ASSIGNMENT - From the article on the primary care physician shortage, print word for word the part that opens with the words containing "A study conducted" and closes with "general internal medicine.".

PROVIDED PASSAGE -
In August, JAMA Internal Medicine published that there might be about 48,000 fewer primary care physicians by 2032, which study authors say could have drastic implications for healthcare and its delivery across the United States. The study suggests that encouraging residents to pursue careers in general internal medicine is more important than ever.

Dr. Lauren Block, a study co-author with Northwell Health’s Feinstein Institutes for Medical Research, said there are several reasons for this trend, including patient preferences toward “inter-visit care,” through email, text or phone.

For physicians, Block also said hospital medicine has become a more appealing career choice for internal medicine residents because of the desirable schedule, less documentation and higher salary.

“This has implications for the workforce,” she said. “And for all those who need a primary care doctor, for chronic disease management, when new things come up, and to discuss preventive care with.”

A study conducted a nationwide survey of internal medicine residents between 2019 and 2021. It found that more of them were interested in subspecialties of hospital medicine rather than general internal medicine.

This survey emphasized the categorical and primary care tracks for internal medicine residents interested in entering the primary care field.

Block said she hopes to increase out-patient setting training, allowing medical students and residents to observe and learn from important primary care practices. She also emphasized the need for national efforts to provide “pay parity” — paying people fairly and consistently for the same position — and more “pay equity” — paying people of different demographics the same for similar work — for all healthcare providers.

“We as a country have a lot to do in terms of making primary care the desirable career that it used to be to meet people’s needs for healthcare across the lifespan,” Block said.

Clare Gehlich is a former news intern at WSHU.

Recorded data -
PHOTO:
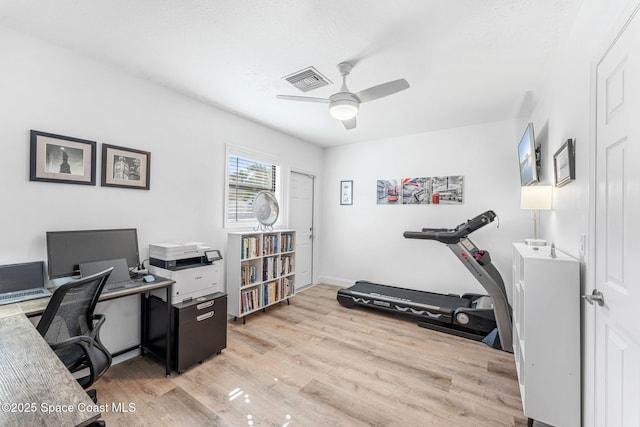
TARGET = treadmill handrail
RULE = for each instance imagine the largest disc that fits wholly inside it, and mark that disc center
(455, 235)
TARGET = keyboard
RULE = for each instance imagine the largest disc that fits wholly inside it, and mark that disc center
(111, 287)
(12, 297)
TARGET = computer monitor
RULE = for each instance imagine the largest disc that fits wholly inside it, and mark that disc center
(67, 249)
(528, 157)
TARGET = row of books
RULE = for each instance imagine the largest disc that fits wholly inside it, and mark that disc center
(269, 244)
(266, 294)
(286, 265)
(272, 267)
(269, 268)
(286, 242)
(249, 247)
(249, 275)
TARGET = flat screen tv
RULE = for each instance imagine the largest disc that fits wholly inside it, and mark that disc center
(67, 249)
(527, 157)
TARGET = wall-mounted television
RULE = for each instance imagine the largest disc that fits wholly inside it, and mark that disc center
(67, 249)
(528, 157)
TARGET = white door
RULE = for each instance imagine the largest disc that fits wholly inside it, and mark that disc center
(617, 221)
(301, 220)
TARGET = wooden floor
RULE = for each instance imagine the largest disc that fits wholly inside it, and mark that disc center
(315, 363)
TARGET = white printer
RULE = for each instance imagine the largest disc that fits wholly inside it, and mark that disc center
(192, 265)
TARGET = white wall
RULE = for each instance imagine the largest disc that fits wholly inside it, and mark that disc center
(364, 241)
(564, 111)
(567, 111)
(53, 90)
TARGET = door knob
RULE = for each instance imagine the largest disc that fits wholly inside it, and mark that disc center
(596, 296)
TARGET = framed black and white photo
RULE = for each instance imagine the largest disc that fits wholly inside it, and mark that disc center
(125, 167)
(346, 192)
(63, 159)
(564, 163)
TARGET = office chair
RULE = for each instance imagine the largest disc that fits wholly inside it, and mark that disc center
(72, 330)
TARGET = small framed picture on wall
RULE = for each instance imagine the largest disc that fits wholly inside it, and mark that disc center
(125, 167)
(346, 192)
(62, 159)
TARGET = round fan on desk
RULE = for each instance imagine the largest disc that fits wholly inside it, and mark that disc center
(266, 209)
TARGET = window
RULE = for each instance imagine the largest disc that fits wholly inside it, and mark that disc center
(246, 177)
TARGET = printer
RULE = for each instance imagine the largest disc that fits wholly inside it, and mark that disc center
(176, 256)
(191, 265)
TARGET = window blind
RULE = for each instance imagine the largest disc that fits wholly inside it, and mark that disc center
(247, 178)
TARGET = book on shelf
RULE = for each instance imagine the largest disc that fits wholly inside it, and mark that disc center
(249, 274)
(286, 242)
(249, 247)
(269, 244)
(286, 265)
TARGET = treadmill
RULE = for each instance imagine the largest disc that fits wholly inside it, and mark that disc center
(484, 318)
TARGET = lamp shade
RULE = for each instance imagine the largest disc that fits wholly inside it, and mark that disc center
(536, 197)
(343, 109)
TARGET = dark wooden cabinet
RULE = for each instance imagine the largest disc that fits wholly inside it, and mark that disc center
(198, 329)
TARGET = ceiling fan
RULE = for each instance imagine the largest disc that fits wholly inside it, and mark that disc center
(344, 105)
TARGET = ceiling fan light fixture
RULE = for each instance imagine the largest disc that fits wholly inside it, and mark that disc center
(343, 109)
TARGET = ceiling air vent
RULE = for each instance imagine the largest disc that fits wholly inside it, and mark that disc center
(307, 79)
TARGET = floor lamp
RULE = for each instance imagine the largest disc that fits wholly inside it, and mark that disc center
(536, 198)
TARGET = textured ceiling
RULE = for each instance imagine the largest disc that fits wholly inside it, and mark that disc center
(467, 61)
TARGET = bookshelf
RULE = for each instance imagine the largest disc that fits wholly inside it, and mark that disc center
(546, 334)
(260, 270)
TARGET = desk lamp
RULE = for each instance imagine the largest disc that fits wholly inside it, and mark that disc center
(536, 198)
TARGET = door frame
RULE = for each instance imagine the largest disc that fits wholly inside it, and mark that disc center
(314, 177)
(588, 312)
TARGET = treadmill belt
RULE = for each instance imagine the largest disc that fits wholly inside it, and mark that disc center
(446, 303)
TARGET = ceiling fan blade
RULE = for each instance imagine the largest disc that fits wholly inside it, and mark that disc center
(303, 98)
(349, 124)
(385, 89)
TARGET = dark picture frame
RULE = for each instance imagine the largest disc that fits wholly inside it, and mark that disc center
(62, 159)
(564, 163)
(346, 192)
(125, 167)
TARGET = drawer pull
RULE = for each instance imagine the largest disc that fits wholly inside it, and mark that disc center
(205, 316)
(205, 305)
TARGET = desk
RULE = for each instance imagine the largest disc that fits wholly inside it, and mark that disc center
(36, 307)
(32, 378)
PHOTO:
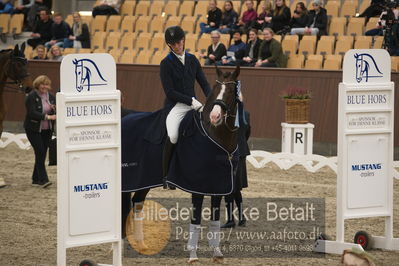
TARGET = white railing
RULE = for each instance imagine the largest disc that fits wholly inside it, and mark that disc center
(258, 159)
(20, 139)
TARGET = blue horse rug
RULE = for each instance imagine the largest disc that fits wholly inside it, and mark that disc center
(199, 164)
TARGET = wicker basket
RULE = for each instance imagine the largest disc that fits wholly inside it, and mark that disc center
(297, 111)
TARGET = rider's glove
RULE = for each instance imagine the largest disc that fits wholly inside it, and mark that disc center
(195, 104)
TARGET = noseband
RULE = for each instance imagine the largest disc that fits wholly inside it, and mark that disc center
(225, 107)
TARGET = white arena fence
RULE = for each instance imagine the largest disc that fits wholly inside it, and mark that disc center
(258, 159)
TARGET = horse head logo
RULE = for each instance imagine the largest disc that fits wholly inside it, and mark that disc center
(87, 74)
(366, 67)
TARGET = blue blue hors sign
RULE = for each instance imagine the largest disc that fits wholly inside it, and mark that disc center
(87, 73)
(366, 66)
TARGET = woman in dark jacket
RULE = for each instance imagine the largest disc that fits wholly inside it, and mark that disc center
(229, 18)
(216, 50)
(214, 18)
(300, 18)
(317, 24)
(80, 37)
(252, 49)
(270, 51)
(281, 16)
(39, 125)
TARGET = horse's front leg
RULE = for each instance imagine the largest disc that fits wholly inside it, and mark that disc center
(195, 227)
(214, 229)
(136, 220)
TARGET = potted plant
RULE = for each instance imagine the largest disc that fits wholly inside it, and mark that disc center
(297, 105)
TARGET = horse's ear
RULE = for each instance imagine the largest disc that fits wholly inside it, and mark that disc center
(16, 49)
(218, 71)
(22, 49)
(236, 72)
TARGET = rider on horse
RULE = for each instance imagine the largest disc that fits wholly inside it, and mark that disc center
(179, 70)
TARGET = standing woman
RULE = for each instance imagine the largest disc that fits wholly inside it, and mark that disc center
(281, 16)
(270, 51)
(80, 37)
(229, 18)
(39, 126)
(214, 18)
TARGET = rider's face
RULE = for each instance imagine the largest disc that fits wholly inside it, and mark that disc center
(178, 47)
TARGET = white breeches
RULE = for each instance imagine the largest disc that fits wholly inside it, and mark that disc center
(174, 119)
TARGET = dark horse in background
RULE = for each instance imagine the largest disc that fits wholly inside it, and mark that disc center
(13, 66)
(217, 119)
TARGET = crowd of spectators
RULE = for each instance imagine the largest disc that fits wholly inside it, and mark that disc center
(54, 33)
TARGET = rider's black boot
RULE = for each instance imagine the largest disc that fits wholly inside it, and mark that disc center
(166, 157)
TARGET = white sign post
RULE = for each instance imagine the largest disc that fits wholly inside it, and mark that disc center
(89, 155)
(365, 147)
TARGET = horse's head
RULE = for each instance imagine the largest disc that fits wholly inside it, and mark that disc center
(79, 74)
(17, 68)
(359, 67)
(225, 95)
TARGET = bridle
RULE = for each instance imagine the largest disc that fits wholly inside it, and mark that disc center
(17, 80)
(225, 107)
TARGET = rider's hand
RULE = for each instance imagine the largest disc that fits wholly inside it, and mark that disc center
(195, 104)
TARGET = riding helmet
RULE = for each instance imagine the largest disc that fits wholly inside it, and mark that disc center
(174, 34)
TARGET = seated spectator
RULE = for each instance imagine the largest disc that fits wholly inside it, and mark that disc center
(300, 19)
(252, 49)
(266, 11)
(378, 31)
(7, 7)
(375, 9)
(35, 9)
(41, 53)
(270, 51)
(280, 19)
(214, 18)
(59, 31)
(42, 30)
(229, 18)
(23, 7)
(55, 53)
(216, 50)
(317, 24)
(235, 52)
(107, 7)
(248, 17)
(80, 36)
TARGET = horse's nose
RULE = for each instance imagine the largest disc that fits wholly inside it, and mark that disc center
(215, 117)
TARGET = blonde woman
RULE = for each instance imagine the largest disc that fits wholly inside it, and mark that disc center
(281, 16)
(214, 18)
(55, 53)
(80, 37)
(39, 125)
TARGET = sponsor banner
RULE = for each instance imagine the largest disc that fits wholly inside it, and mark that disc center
(275, 228)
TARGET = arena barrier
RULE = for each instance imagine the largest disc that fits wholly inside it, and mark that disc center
(365, 150)
(258, 159)
(89, 155)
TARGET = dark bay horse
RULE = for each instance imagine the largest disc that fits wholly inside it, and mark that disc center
(218, 119)
(13, 66)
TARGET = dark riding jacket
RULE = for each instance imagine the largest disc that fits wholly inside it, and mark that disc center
(34, 111)
(178, 80)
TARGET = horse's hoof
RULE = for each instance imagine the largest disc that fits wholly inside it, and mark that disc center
(218, 260)
(192, 260)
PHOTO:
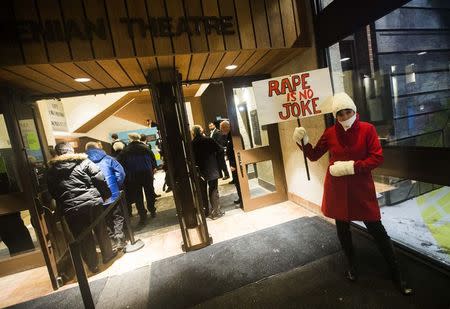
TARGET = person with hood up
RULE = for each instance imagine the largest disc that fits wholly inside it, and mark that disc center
(138, 161)
(205, 153)
(79, 188)
(349, 190)
(115, 176)
(117, 145)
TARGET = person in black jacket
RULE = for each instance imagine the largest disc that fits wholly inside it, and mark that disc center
(205, 153)
(117, 145)
(221, 141)
(139, 163)
(225, 129)
(79, 188)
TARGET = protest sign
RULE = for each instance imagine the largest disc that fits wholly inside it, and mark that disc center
(293, 96)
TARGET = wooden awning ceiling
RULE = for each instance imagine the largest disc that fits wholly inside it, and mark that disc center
(46, 44)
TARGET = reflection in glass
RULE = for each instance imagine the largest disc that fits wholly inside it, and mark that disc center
(398, 72)
(16, 233)
(260, 178)
(253, 135)
(416, 214)
(9, 177)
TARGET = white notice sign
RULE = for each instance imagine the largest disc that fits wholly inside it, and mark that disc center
(293, 96)
(57, 116)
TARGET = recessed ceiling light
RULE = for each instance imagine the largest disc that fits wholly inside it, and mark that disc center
(82, 79)
(201, 89)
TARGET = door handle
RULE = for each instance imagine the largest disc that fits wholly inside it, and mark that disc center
(240, 164)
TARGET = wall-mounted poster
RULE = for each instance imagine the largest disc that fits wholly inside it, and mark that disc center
(57, 116)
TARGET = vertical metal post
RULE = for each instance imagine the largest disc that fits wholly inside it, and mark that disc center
(126, 216)
(83, 283)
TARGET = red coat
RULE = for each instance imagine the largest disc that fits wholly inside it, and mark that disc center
(350, 197)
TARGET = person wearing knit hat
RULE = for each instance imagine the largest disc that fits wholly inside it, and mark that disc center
(349, 190)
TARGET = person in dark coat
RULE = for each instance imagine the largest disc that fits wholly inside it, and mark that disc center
(225, 129)
(205, 153)
(215, 134)
(115, 177)
(79, 188)
(139, 164)
(349, 190)
(117, 145)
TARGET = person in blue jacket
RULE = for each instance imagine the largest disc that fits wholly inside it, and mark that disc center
(115, 176)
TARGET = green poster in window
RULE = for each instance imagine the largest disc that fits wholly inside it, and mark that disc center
(33, 141)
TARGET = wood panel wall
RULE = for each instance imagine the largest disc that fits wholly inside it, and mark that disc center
(261, 24)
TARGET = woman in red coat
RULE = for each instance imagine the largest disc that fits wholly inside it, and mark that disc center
(349, 191)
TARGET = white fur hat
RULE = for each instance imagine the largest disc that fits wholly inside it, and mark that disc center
(342, 101)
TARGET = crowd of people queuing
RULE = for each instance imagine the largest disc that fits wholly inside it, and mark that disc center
(85, 184)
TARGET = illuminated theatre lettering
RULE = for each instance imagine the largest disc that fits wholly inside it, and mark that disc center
(55, 30)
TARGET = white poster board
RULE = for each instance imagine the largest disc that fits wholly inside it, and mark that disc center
(293, 96)
(57, 116)
(4, 136)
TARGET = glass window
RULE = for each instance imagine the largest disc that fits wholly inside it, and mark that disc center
(397, 70)
(9, 177)
(252, 133)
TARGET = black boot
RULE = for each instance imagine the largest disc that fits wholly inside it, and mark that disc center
(345, 238)
(387, 250)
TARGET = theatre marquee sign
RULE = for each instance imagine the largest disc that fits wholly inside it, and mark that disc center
(55, 30)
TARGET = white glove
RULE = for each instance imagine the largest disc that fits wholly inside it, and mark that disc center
(299, 134)
(342, 168)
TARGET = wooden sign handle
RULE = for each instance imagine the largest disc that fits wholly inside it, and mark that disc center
(304, 155)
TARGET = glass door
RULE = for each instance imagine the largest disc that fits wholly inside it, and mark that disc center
(24, 234)
(257, 148)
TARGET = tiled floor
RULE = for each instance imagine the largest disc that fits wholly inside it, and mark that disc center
(159, 244)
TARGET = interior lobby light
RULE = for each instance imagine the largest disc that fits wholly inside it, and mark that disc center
(82, 79)
(231, 67)
(201, 89)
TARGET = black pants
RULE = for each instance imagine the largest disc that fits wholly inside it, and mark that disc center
(223, 169)
(78, 220)
(15, 234)
(210, 195)
(135, 186)
(114, 221)
(382, 240)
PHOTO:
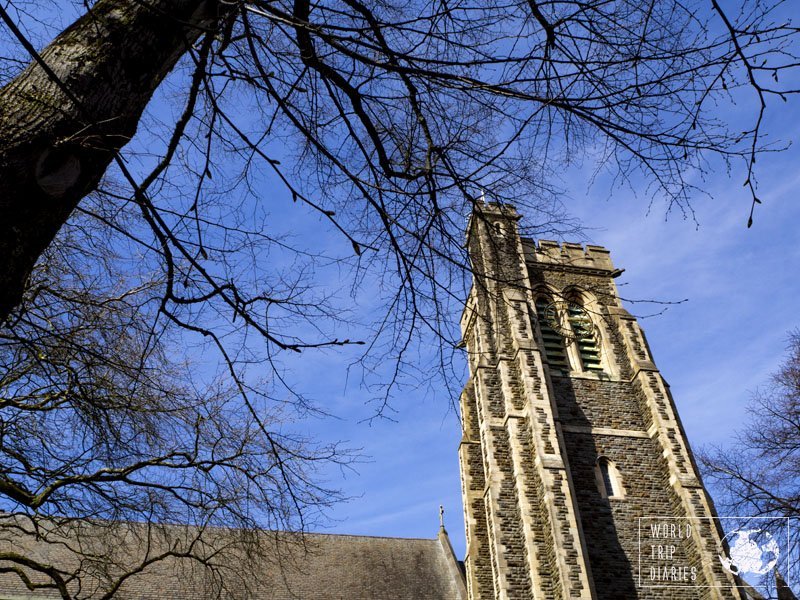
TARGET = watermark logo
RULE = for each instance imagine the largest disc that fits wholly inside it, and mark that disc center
(670, 552)
(752, 551)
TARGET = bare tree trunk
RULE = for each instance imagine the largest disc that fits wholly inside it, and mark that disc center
(59, 134)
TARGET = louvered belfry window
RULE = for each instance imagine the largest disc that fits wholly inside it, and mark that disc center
(554, 349)
(585, 336)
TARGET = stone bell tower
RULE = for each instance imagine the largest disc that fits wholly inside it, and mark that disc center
(577, 478)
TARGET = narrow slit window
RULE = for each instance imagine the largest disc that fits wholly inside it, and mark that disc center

THE COMPLETED TASK -
A study conducted a nationwide survey of internal medicine residents between 2019 and 2021. It found that more of them were interested in subspecialties of hospital medicine rather than general internal medicine.